• _Exercise text_
Lead Maverick cancer drug candidate MVC-101 (to be renamed TAK-186) is designed to treat solid tumors that express epidermal growth factor (EGFR), a cancer protein. This protein is found on tumors for colorectal, head and neck, renal, pancreatic, cervical, and non-small cell lung cancers. According to the company, preclinical testing showed antitumor activity and tumor shrinkage across multiple types of tumors that express EGFR. Last month, Maverick began a Phase 1/2 clinical trial for that drug candidate.

Another compound, MVC-280 (TAK-280), is expected to begin clinical testing in the second half of Takeda’s 2021 fiscal year, which starts on April 1. That drug will be tested in patients whose solid tumors express a protein called B7H3. The Maverick drug pipeline includes three additional preclinical compounds in development for addressing solid tumors.

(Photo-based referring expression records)
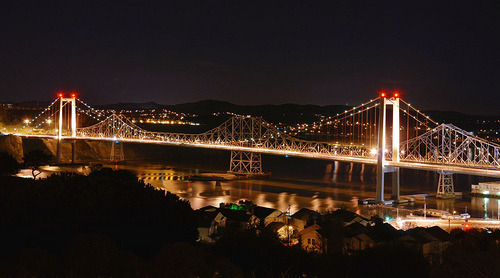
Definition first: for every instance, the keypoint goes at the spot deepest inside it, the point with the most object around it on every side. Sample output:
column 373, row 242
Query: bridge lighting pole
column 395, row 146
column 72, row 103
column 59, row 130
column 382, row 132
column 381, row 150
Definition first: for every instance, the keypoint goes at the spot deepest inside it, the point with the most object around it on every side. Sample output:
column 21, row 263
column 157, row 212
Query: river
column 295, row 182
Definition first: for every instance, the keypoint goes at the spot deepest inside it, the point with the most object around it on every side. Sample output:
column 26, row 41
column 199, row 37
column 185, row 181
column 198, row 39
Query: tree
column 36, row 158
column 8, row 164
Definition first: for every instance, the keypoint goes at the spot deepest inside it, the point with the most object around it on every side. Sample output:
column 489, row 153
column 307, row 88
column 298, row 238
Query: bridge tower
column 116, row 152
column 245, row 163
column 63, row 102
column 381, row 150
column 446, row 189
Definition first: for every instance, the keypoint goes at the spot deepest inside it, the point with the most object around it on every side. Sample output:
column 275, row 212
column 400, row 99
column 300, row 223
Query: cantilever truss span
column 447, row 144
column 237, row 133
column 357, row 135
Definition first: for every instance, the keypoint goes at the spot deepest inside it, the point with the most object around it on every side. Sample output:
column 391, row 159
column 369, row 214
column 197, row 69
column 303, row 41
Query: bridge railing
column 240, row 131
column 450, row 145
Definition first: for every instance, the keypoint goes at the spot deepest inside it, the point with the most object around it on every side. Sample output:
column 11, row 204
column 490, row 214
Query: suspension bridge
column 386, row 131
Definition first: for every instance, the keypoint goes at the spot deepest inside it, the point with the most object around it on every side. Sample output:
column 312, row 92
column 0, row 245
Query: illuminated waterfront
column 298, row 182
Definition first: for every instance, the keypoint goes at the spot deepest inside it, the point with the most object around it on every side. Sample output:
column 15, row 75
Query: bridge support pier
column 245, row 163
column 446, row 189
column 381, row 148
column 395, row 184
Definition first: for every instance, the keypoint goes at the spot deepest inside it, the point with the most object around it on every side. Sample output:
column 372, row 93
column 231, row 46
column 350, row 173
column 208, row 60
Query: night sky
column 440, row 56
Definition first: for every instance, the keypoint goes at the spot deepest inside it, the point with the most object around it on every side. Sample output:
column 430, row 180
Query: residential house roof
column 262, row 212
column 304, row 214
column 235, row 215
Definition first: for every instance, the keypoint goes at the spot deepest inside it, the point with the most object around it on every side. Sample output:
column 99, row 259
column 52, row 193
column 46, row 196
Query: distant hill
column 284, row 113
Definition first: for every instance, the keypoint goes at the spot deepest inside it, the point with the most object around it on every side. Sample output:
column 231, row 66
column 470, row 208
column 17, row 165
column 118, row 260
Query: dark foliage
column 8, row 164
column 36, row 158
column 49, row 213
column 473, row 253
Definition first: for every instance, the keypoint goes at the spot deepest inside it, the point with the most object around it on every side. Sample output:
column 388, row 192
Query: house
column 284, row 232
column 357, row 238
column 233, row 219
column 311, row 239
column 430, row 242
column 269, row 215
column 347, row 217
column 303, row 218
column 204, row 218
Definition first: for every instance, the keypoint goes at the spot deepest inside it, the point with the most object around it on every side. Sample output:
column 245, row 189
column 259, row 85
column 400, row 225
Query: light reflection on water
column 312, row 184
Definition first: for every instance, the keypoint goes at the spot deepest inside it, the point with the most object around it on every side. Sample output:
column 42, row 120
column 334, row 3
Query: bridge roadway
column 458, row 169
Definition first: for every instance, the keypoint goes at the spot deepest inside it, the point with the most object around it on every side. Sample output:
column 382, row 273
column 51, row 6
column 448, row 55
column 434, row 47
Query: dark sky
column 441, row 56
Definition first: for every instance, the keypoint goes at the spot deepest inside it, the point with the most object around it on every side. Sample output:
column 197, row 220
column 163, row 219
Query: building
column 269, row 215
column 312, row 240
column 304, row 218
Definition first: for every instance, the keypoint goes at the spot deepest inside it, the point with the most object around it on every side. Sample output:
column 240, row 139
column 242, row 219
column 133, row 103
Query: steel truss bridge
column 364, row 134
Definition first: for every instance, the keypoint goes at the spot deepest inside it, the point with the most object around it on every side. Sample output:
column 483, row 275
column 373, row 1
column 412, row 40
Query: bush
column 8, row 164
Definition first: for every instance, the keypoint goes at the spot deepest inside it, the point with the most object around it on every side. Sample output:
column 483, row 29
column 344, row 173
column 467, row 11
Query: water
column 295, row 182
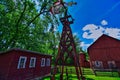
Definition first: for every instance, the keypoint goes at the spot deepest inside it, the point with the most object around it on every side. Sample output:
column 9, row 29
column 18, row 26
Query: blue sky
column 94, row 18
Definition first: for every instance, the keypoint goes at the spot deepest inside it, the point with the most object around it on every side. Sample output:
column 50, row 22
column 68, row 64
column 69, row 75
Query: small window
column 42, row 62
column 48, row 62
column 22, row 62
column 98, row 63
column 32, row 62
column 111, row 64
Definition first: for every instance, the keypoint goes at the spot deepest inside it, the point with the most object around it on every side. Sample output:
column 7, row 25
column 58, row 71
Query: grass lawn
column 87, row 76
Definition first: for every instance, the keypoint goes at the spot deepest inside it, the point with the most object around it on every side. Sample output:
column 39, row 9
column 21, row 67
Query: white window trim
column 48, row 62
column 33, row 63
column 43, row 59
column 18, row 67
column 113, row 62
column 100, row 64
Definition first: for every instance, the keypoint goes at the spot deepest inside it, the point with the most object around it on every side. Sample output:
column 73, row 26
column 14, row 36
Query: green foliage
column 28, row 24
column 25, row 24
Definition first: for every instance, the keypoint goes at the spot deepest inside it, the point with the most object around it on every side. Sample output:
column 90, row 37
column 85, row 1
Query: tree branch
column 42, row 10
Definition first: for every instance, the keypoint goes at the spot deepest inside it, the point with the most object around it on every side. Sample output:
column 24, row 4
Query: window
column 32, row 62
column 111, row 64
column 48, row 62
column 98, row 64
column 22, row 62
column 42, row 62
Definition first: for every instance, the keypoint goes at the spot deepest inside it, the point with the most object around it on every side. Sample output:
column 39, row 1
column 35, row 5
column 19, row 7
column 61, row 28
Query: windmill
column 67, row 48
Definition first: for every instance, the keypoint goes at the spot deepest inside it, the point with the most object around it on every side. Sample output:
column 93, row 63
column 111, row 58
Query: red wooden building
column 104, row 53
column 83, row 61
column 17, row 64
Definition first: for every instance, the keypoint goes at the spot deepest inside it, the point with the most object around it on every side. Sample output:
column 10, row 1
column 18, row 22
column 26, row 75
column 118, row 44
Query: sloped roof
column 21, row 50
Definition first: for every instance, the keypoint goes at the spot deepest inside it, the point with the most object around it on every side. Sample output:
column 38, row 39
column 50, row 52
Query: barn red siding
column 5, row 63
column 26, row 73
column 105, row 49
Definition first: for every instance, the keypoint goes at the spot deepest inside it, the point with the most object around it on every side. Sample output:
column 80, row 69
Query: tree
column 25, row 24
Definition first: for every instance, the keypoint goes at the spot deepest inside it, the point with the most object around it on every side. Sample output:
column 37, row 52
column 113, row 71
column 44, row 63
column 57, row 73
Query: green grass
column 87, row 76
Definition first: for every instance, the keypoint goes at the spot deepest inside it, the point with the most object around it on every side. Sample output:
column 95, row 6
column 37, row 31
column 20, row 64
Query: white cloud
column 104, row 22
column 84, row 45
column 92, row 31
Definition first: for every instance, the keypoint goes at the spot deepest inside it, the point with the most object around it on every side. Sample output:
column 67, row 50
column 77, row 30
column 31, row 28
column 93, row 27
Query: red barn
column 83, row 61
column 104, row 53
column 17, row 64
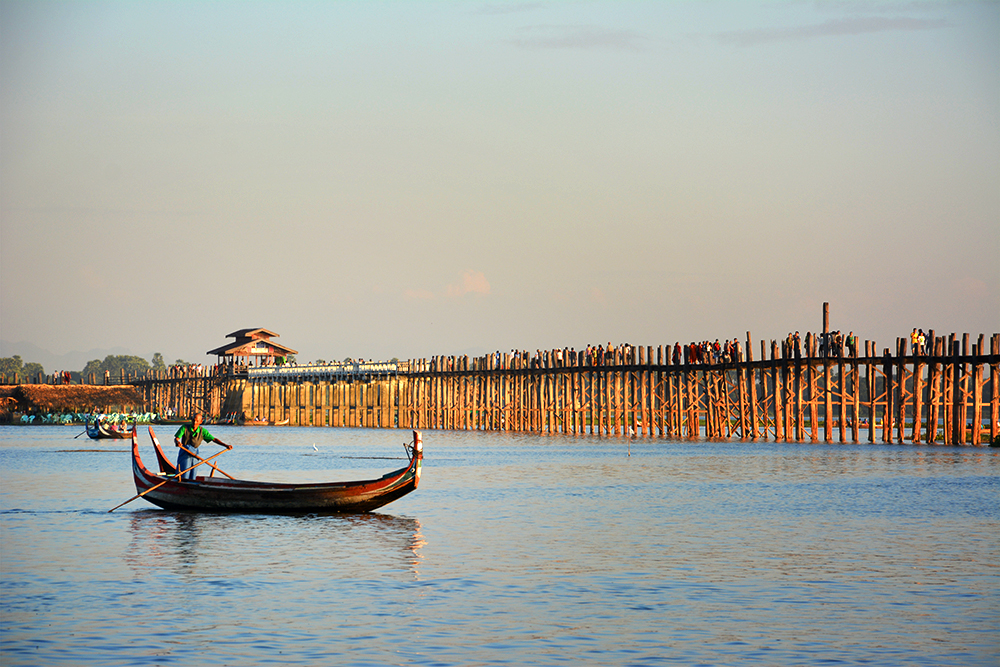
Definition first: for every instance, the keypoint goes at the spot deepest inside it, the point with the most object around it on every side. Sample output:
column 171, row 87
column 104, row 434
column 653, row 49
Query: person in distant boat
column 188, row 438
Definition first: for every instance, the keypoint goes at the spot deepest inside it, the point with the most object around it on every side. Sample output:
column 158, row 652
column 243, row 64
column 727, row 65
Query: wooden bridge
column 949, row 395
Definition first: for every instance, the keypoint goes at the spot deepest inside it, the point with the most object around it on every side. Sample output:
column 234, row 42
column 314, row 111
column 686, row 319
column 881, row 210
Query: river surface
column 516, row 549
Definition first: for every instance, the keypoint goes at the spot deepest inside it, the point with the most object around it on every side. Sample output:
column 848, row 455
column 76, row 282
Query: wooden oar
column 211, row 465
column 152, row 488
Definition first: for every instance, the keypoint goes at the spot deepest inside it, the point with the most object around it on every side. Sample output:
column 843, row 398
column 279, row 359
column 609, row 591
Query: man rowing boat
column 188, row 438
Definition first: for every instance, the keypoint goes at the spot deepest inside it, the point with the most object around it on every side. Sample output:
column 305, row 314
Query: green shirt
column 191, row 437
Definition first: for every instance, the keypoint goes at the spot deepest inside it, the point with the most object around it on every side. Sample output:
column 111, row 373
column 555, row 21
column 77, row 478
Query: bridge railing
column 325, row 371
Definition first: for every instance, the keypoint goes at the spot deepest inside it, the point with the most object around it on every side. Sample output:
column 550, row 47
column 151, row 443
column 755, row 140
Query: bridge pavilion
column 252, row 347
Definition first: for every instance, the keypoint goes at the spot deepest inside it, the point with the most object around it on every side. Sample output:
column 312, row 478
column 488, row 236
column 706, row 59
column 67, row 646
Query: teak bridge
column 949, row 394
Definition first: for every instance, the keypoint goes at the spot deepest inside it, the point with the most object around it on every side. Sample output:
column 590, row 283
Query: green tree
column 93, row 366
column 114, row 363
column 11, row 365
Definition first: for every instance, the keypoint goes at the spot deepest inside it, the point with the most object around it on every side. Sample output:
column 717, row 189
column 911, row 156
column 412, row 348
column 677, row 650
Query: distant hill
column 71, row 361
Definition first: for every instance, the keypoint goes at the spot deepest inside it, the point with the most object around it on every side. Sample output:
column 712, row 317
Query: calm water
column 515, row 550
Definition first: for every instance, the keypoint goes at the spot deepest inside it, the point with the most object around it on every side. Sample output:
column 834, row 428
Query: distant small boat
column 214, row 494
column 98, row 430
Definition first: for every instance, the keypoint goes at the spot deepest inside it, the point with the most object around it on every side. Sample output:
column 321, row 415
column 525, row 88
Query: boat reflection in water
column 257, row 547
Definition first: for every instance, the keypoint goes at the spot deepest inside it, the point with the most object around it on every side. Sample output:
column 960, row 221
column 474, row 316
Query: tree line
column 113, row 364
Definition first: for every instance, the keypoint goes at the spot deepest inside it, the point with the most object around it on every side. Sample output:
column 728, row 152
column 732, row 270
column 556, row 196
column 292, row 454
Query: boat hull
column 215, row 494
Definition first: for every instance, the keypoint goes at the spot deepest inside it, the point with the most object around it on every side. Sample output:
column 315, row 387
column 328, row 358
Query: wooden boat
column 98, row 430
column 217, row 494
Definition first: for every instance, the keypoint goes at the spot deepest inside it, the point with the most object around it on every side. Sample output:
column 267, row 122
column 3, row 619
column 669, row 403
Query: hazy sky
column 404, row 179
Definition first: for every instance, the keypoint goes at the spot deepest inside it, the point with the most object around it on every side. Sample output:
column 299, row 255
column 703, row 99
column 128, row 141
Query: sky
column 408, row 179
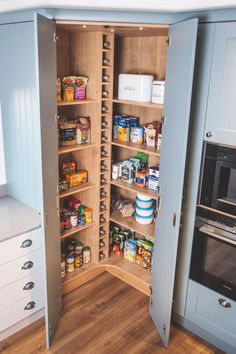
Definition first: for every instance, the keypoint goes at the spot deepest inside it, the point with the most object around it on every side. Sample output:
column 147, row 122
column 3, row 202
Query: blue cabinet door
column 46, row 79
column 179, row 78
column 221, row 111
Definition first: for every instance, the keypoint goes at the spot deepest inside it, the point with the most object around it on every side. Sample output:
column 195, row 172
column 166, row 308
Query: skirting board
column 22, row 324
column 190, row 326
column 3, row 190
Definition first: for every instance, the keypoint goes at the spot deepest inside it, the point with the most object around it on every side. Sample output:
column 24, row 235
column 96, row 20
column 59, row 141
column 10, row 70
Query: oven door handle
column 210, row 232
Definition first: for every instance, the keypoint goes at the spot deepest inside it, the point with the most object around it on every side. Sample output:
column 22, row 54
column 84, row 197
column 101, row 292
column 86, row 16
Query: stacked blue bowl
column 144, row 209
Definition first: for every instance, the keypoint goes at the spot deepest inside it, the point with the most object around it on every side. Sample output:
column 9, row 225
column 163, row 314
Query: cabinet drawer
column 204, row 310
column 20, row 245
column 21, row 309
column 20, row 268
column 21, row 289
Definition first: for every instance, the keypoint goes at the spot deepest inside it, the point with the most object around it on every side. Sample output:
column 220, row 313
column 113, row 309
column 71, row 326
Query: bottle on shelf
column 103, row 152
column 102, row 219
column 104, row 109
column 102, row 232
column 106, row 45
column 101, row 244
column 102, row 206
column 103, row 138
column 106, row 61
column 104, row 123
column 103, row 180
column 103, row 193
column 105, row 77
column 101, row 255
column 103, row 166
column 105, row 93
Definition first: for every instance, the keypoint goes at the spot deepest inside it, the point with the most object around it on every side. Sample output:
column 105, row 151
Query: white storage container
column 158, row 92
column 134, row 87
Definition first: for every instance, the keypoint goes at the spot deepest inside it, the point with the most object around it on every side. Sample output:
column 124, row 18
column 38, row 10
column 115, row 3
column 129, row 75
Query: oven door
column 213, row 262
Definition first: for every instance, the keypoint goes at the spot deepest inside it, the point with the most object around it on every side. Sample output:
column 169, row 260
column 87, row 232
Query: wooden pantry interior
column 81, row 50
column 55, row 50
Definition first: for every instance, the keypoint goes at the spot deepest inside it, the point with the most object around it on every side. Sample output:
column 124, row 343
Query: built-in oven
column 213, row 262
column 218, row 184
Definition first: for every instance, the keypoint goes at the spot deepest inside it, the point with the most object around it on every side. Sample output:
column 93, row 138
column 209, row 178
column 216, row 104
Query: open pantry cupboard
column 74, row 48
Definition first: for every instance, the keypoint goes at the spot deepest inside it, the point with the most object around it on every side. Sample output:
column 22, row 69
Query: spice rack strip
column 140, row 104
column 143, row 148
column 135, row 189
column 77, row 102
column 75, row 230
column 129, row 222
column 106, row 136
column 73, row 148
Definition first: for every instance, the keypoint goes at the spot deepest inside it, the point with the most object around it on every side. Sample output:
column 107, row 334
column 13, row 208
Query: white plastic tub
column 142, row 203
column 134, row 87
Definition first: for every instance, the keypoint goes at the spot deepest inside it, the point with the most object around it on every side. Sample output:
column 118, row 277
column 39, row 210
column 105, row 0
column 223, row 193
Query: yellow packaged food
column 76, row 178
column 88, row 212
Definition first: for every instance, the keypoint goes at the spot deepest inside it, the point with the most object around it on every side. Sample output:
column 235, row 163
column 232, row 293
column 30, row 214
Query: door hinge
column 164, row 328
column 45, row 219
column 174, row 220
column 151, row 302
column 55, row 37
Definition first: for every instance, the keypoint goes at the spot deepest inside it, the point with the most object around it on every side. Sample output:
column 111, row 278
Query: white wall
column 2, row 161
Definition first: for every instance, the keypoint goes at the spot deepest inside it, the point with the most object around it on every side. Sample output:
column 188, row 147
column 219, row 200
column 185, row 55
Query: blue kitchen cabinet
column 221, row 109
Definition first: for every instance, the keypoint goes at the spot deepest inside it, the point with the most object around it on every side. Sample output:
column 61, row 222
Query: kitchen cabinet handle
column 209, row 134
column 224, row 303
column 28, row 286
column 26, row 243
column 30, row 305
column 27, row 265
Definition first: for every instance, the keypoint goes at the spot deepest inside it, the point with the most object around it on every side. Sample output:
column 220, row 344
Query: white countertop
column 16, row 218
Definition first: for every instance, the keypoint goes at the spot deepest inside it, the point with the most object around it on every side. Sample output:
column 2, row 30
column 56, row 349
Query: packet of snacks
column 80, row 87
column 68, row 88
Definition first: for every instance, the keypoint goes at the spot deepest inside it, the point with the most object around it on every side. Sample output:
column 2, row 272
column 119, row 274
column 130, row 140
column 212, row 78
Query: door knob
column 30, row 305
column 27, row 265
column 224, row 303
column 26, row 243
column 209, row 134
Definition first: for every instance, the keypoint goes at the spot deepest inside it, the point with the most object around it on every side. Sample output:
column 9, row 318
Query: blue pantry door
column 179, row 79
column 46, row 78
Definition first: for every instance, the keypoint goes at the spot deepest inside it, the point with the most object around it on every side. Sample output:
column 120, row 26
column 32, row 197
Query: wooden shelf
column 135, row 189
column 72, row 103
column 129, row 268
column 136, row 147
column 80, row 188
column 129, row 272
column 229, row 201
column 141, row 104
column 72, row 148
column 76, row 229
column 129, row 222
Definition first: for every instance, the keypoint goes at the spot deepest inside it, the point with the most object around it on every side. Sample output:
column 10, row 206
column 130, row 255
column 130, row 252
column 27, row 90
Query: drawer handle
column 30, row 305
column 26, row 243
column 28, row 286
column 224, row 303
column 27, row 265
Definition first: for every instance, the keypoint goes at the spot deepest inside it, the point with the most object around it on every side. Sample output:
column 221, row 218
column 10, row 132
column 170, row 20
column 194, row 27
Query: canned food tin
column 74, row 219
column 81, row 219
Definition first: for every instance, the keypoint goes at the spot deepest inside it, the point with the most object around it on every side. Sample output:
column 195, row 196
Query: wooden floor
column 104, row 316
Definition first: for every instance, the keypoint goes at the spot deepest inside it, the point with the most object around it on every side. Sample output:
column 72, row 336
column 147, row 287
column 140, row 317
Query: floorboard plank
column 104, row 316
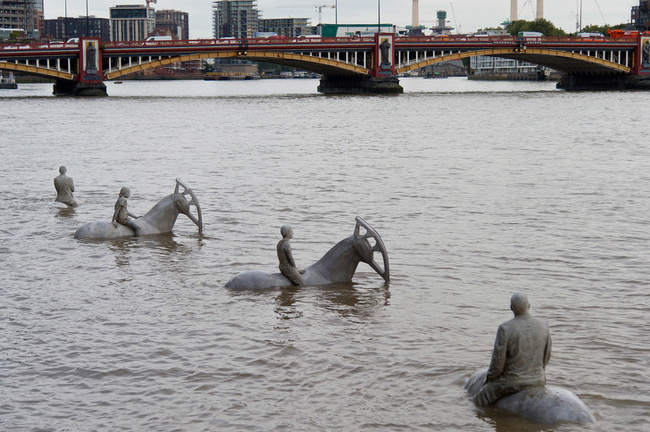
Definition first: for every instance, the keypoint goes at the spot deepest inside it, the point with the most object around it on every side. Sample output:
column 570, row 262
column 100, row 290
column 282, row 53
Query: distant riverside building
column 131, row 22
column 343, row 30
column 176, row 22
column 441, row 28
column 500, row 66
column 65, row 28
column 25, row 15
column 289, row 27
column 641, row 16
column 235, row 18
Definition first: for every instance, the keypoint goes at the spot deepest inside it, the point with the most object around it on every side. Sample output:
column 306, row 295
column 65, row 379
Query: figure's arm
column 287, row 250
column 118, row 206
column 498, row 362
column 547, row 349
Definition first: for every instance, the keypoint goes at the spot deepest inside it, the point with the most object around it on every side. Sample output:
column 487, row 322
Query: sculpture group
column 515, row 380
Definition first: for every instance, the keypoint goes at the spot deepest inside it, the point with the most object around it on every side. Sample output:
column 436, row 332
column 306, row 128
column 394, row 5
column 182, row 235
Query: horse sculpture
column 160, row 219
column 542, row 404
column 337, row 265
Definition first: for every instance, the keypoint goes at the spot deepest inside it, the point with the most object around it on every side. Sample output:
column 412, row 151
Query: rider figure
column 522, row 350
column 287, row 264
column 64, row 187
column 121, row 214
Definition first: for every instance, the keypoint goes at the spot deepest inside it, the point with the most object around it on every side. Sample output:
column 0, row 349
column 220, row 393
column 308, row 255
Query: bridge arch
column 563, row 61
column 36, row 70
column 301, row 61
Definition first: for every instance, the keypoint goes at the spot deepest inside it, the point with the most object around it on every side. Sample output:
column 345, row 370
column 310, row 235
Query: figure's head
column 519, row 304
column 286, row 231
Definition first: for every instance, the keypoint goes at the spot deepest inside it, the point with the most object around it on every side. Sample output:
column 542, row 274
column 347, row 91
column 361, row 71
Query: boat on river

• _Activity_
Copy the section of the Maverick drug pipeline text that opens with "Lead Maverick cancer" and closes with "that drug candidate.", changing "Last month" to "Last week".

• _Your response_
Lead Maverick cancer drug candidate MVC-101 (to be renamed TAK-186) is designed to treat solid tumors that express epidermal growth factor (EGFR), a cancer protein. This protein is found on tumors for colorectal, head and neck, renal, pancreatic, cervical, and non-small cell lung cancers. According to the company, preclinical testing showed antitumor activity and tumor shrinkage across multiple types of tumors that express EGFR. Last week, Maverick began a Phase 1/2 clinical trial for that drug candidate.